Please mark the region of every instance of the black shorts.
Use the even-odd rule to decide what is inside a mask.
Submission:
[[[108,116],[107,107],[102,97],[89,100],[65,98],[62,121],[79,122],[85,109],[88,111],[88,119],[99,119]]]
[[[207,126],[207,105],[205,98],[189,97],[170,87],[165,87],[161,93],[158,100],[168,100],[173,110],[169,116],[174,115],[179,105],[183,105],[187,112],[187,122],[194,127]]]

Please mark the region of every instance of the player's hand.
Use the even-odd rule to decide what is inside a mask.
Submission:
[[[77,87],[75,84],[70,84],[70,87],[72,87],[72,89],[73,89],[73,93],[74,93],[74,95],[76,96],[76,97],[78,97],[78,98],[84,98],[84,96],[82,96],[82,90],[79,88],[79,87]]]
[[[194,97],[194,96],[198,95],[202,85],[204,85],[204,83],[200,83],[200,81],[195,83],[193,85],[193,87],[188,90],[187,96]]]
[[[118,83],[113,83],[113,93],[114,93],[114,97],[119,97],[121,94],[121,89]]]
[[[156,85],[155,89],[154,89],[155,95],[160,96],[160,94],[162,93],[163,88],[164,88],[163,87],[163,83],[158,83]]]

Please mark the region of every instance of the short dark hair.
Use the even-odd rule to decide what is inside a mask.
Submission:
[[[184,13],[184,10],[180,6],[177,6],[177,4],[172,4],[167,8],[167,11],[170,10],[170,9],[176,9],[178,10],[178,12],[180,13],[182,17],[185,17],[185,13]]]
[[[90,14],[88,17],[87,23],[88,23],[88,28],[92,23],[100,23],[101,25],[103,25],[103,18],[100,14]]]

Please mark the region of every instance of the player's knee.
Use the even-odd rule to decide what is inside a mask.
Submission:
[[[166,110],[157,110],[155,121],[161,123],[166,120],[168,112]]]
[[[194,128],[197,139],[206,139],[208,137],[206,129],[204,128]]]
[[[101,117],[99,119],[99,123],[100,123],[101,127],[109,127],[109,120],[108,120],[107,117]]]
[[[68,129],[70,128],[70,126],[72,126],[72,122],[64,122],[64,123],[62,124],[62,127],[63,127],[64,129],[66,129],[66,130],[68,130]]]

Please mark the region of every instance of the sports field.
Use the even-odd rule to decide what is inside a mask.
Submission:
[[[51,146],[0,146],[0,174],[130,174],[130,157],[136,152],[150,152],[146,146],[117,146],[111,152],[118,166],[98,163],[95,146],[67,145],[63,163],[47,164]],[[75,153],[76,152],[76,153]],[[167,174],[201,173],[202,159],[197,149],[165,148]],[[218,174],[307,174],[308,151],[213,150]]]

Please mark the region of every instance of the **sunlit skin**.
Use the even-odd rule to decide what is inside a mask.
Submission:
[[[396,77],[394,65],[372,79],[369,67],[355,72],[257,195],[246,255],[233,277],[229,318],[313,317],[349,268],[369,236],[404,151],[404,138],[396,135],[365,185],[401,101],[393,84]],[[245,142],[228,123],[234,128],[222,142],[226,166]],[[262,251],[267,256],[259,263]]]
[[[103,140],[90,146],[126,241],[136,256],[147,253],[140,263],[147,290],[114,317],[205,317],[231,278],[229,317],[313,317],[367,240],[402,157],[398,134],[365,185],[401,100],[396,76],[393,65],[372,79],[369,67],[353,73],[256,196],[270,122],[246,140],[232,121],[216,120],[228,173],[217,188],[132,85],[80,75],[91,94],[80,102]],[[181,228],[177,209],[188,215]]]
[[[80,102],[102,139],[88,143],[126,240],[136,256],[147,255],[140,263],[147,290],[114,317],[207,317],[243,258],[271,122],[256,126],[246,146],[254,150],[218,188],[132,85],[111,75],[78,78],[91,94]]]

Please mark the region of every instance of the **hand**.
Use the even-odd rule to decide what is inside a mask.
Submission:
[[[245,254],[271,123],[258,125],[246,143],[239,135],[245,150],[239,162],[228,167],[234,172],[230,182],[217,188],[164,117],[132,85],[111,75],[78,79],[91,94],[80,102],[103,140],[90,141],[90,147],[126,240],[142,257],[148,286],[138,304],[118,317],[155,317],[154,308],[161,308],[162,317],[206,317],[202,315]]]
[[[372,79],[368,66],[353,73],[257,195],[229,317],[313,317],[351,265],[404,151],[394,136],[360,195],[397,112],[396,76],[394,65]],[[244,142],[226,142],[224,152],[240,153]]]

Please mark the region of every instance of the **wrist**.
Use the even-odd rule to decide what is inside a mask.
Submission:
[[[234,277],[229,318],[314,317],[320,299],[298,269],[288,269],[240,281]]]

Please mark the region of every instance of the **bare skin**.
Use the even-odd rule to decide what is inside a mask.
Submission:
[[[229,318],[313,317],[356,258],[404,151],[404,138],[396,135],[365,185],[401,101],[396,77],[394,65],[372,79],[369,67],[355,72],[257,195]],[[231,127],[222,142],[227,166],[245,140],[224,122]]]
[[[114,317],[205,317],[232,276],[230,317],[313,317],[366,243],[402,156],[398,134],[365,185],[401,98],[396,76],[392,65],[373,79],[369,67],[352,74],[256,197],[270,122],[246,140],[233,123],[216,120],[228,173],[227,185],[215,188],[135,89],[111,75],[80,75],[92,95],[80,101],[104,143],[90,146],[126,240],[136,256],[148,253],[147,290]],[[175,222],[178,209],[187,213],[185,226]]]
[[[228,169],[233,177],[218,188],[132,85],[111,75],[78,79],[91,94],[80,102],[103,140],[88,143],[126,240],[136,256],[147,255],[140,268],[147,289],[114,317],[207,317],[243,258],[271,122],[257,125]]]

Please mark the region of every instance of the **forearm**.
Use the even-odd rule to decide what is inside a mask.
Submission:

=== Consigne ===
Recopiez les lignes des enregistrements ci-dessus. Commencez à la ligne qui contient "Please mark the region of every instance of the **forearm**." et allez jusqu'à la fin, en remplaçant "even-odd rule" par "nonzero rule" sans rien changer d'autre.

=== Solution de l'exercice ===
Please mark the region of every instance of the **forearm**.
Use the nonzero rule to decide what is inside a mask.
Submission:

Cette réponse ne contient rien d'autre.